→ **Data records**
────────────────────────────────────────

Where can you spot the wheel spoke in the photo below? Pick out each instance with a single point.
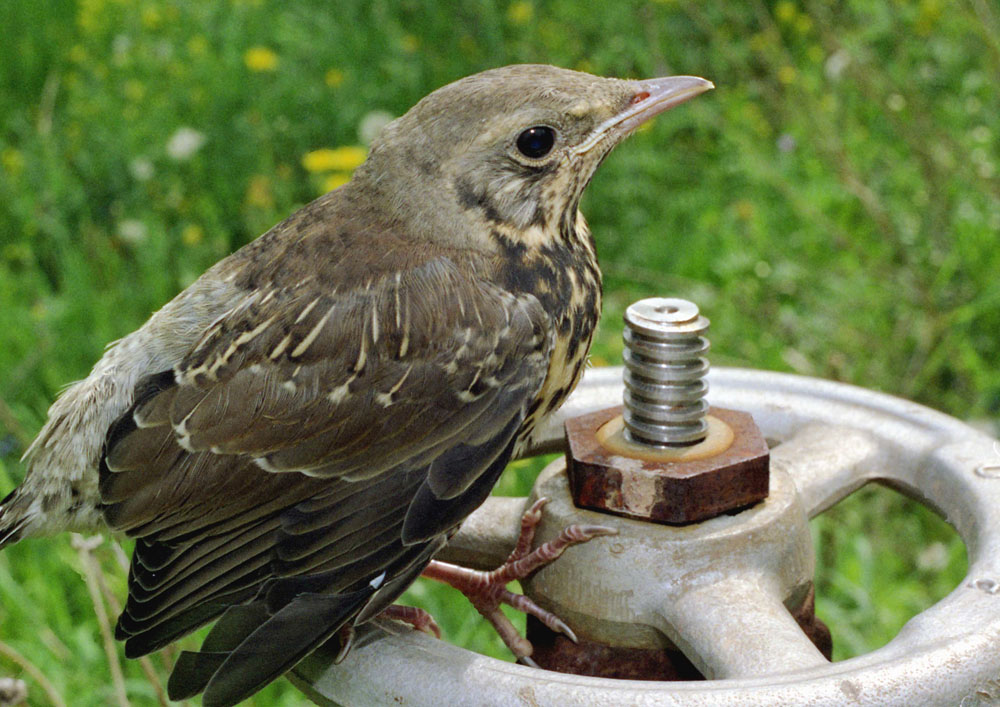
(488, 535)
(737, 628)
(828, 463)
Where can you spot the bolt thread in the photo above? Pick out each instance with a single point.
(665, 372)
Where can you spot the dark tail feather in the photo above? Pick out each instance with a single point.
(11, 522)
(248, 647)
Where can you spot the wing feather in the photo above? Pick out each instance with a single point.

────────────────────────────────────────

→ **Exercise objective**
Beginning with the line that holds "Where can you spot the bolt", please give again each line exactly until the records end, and include that final line.

→ **Answer below**
Where can you spot the bolt thread in the photo above? Pick out each instance with a single point.
(665, 372)
Where can you spot the dark tail feather in the photo above? Pick out each instance with a single point.
(11, 522)
(248, 647)
Where can you spot the wing feather in the photo above? Pick out each instance with a single point.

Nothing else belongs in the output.